- Work to complete
• a. Rewrite the parenting post starting with "The scriptures in" and going on through "can pray to.", putting "model" in place of "prototype".
• b. Supply the next part of the parenting post, picking up right after its final sentence.

- Source passage
------------------------------
Re: Connect Method Parenting

Post by tacocat »

The scriptures in general give great advice about parenting. I have six kids, one grown and moved out. Here's some things I've learned:

They are all different. Each needs to be understood and dealt with according to their individuality, so a single method is almost never sufficient.

They need to see you struggle and overcome. Be genuine and vulnerable. Kids see their parents as a prototype of what they are to become. If you are cruel and miserable, they will expect to grow to be cruel and miserable. If you are determined and capable, they will find strength in themselves. This often happens when they are alone and your influence is strongest in their hearts. If they see you overcome your challenges, especially after seeing you struggle, they will know they can find the courage in themselves. If they see you pray, they will know there is someone they can pray to.
------------------------------
Items from a data source:
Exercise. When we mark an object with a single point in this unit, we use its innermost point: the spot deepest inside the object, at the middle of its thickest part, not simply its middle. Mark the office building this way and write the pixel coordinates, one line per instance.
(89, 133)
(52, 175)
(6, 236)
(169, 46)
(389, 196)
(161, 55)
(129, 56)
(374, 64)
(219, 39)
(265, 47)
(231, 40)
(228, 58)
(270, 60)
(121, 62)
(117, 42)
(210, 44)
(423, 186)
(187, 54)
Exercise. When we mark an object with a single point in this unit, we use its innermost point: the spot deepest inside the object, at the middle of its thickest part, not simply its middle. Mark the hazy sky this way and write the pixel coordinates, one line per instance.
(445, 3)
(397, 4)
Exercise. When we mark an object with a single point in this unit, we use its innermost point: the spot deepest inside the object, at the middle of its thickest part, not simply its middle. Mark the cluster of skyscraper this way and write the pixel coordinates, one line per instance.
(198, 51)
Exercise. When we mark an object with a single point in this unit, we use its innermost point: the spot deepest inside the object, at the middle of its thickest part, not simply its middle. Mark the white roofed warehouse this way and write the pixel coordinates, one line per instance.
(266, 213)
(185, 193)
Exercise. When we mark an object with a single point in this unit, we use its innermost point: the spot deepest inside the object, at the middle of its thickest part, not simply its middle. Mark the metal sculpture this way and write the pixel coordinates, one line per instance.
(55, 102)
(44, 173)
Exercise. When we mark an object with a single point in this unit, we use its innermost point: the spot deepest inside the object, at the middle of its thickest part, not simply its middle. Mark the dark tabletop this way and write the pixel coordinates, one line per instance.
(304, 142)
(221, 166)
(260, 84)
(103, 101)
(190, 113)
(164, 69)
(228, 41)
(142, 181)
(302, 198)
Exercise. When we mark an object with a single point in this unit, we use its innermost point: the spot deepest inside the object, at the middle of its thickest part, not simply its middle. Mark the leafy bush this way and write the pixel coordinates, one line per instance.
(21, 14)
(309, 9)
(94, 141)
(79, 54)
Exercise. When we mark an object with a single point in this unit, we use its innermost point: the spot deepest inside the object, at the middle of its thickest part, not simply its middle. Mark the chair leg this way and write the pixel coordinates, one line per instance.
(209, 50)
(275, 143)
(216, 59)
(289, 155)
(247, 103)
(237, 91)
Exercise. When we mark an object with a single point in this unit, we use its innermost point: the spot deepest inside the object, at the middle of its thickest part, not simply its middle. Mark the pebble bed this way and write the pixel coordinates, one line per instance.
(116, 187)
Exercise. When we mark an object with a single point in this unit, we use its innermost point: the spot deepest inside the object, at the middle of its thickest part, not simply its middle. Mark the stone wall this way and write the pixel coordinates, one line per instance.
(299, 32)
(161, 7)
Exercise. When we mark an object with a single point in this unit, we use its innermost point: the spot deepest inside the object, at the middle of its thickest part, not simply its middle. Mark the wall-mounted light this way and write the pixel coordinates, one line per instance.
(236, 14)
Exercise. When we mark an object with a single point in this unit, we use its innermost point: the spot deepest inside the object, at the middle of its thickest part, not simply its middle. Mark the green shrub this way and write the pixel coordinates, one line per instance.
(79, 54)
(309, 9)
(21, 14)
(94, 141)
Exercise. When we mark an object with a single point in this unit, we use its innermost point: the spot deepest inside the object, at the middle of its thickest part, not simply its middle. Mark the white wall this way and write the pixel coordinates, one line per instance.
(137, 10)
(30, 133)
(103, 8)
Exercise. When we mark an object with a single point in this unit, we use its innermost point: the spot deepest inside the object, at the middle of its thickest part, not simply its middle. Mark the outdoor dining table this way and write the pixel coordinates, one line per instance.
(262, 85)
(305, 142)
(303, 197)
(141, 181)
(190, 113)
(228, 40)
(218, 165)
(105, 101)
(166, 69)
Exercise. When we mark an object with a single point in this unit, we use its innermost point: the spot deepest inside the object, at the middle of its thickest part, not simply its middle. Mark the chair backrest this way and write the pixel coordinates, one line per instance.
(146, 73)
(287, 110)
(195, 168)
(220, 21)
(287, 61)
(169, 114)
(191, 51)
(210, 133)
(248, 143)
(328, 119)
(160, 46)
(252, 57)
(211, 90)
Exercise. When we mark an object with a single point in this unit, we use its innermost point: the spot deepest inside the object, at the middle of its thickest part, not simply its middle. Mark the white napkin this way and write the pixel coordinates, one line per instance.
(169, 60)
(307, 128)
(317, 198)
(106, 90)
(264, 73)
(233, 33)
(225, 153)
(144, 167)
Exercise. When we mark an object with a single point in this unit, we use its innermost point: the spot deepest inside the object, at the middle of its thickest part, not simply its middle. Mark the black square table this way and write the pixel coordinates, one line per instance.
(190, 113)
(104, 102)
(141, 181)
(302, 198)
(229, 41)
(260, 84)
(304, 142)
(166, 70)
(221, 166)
------------------------------
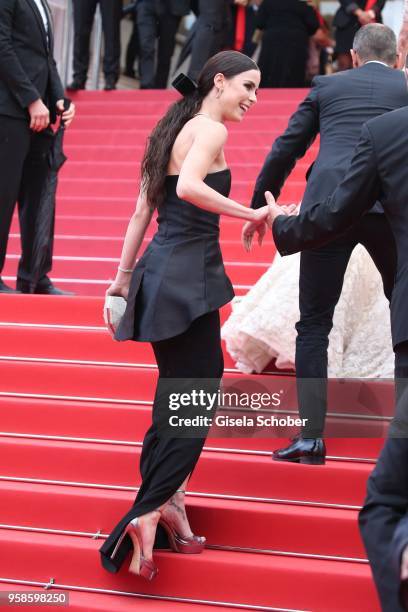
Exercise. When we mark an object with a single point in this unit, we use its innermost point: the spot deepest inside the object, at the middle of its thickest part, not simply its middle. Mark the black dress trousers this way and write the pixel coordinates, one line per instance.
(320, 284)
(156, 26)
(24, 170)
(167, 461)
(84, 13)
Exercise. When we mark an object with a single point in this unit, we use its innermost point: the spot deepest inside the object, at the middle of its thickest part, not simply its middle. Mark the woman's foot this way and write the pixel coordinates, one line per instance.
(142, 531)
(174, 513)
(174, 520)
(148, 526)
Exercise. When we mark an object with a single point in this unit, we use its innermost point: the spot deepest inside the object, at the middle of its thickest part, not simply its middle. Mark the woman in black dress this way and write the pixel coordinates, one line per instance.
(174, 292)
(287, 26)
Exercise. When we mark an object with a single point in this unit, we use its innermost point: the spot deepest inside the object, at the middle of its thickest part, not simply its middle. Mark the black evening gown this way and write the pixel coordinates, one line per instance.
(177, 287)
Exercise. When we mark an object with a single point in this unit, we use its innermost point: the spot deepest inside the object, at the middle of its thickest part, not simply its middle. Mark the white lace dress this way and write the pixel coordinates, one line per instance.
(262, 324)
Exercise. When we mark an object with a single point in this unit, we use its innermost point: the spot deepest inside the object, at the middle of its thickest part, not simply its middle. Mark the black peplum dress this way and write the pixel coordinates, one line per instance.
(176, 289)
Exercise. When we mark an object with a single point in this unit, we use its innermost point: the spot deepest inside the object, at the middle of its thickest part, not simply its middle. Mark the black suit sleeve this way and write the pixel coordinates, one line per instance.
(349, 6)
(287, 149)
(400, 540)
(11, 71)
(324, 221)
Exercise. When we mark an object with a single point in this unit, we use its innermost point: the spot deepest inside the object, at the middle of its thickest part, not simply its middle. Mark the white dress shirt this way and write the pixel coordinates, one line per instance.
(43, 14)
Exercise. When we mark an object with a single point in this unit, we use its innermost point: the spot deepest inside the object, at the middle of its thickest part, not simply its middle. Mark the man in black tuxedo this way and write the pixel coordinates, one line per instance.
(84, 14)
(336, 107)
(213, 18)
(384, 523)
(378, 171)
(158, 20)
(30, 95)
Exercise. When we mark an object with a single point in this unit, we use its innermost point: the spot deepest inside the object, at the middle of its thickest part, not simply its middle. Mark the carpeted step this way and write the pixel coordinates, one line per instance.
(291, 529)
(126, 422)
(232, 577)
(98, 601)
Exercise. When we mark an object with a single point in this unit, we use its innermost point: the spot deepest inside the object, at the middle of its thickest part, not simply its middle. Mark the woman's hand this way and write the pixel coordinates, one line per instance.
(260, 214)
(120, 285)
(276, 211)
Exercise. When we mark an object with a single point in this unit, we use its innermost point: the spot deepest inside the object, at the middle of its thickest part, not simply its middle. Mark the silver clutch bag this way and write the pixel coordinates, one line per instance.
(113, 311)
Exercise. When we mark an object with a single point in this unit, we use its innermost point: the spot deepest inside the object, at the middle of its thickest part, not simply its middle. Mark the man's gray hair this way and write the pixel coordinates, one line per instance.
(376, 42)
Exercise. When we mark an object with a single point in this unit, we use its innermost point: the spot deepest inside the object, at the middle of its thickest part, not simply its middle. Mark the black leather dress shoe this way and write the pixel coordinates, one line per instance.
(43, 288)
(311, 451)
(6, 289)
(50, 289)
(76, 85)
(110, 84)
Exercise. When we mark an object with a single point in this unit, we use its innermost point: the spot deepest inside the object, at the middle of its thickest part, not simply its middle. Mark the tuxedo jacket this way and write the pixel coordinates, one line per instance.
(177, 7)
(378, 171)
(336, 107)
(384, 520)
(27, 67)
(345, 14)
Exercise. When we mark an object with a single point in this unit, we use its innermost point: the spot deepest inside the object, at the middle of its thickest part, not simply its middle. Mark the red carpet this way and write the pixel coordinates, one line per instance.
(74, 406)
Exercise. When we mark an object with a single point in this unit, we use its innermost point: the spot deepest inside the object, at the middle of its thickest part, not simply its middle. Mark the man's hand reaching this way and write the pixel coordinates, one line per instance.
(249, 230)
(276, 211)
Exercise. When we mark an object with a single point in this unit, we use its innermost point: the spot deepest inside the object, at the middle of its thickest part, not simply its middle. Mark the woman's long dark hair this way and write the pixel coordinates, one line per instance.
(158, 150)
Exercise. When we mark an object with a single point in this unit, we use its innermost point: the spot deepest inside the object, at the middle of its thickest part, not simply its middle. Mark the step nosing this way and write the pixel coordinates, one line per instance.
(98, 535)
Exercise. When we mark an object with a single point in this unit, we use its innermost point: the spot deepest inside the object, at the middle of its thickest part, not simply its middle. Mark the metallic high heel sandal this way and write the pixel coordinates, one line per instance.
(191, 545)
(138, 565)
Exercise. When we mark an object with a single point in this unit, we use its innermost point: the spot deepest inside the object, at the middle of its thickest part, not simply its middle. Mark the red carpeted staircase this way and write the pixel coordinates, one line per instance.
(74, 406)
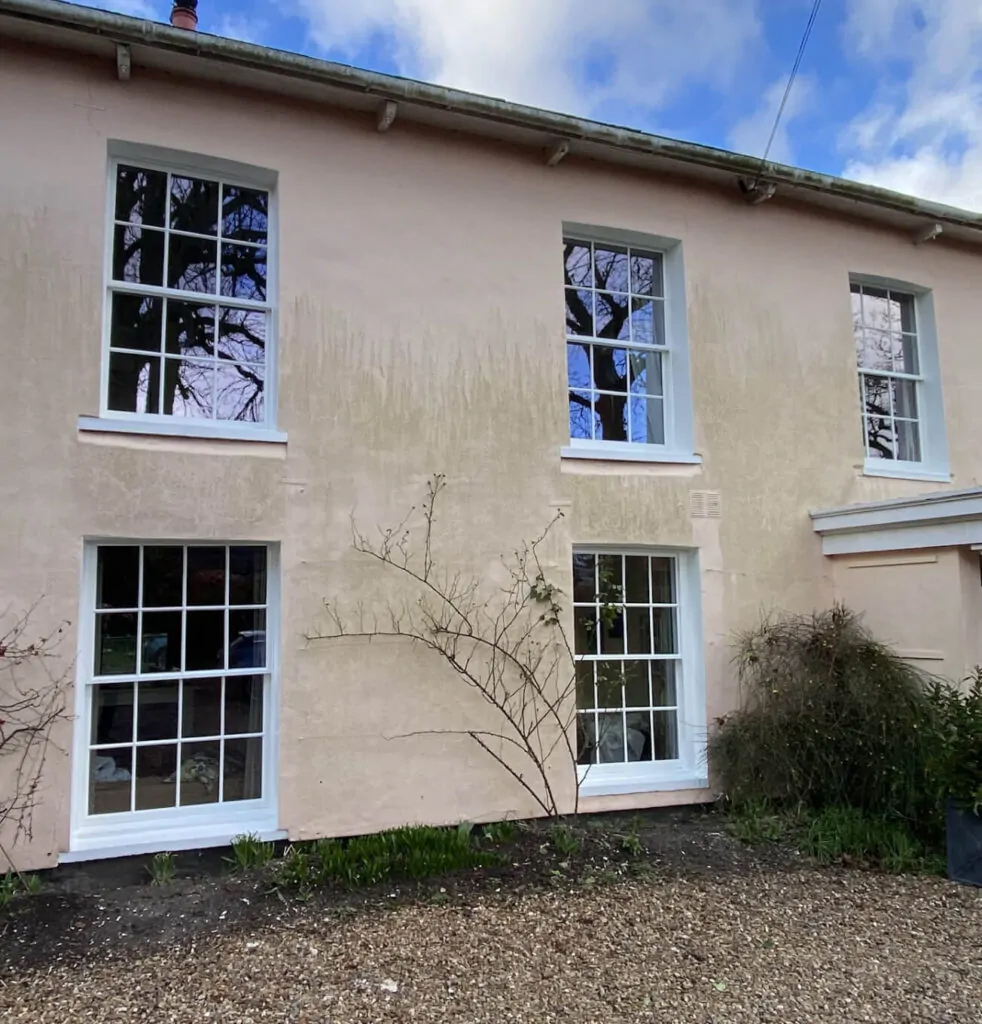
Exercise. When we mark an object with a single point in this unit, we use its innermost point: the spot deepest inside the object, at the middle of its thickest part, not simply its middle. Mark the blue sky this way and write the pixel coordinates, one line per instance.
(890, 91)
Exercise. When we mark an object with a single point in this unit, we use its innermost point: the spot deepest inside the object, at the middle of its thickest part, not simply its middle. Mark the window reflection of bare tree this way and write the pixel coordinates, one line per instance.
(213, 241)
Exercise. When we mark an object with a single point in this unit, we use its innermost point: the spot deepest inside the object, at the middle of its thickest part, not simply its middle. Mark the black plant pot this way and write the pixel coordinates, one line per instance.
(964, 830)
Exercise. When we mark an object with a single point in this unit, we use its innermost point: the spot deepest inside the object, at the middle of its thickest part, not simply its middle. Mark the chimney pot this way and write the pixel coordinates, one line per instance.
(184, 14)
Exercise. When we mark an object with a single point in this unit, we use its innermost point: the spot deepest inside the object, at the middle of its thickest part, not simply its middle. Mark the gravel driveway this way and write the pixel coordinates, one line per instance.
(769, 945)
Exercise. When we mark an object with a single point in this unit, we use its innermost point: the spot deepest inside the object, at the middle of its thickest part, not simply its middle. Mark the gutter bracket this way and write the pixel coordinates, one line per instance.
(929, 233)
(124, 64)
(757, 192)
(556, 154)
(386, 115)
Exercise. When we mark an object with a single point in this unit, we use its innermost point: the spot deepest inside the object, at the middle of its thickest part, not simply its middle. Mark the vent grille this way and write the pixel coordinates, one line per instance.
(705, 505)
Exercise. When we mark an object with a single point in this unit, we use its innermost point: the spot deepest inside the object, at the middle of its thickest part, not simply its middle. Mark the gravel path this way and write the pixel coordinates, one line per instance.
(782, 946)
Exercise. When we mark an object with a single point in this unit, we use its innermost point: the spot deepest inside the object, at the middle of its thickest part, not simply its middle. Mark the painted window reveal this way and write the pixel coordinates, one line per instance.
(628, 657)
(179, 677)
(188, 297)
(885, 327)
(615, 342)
------------------------------
- Answers to the exercise
• a.
The scriptures in general give great advice about parenting. I have six kids, one grown and moved out. Here's some things I've learned:

They are all different. Each needs to be understood and dealt with according to their individuality, so a single method is almost never sufficient.

They need to see you struggle and overcome. Be genuine and vulnerable. Kids see their parents as a model of what they are to become. If you are cruel and miserable, they will expect to grow to be cruel and miserable. If you are determined and capable, they will find strength in themselves. This often happens when they are alone and your influence is strongest in their hearts. If they see you overcome your challenges, especially after seeing you struggle, they will know they can find the courage in themselves. If they see you pray, they will know there is someone they can pray to.

• b.
And then connection. Connect with them at their level. Never wish they were older or younger than they are. Enjoy the time you have with them for what it is each day. It will never come again. Foster imagination and free thinking. Integrate into their play and discovery of the world. That box is a racecar or a hair salon. The floor is lava. If you connect and participate with them in their adventures, they will see you as a trusted companion and guide instead of a rule-enforcer to be wary of. Sad is the child that sees their own parents as an obstacle to happiness.

This is like parables. You need to work with children in layers so they each learn whatever line is next in their line upon line progression. It's not easy, and it requires everything you have. You have to truly, willingly show your heart to them and set your own pride or selfishness aside for them. At the same time, you need to make sure they are warned and made to understand what is appropriate and what is not. Don't let them do things that are unbecoming of the example you wish for them to follow in you. If they trust you, then your kind corrections will be seen as an advantage, not a limitation.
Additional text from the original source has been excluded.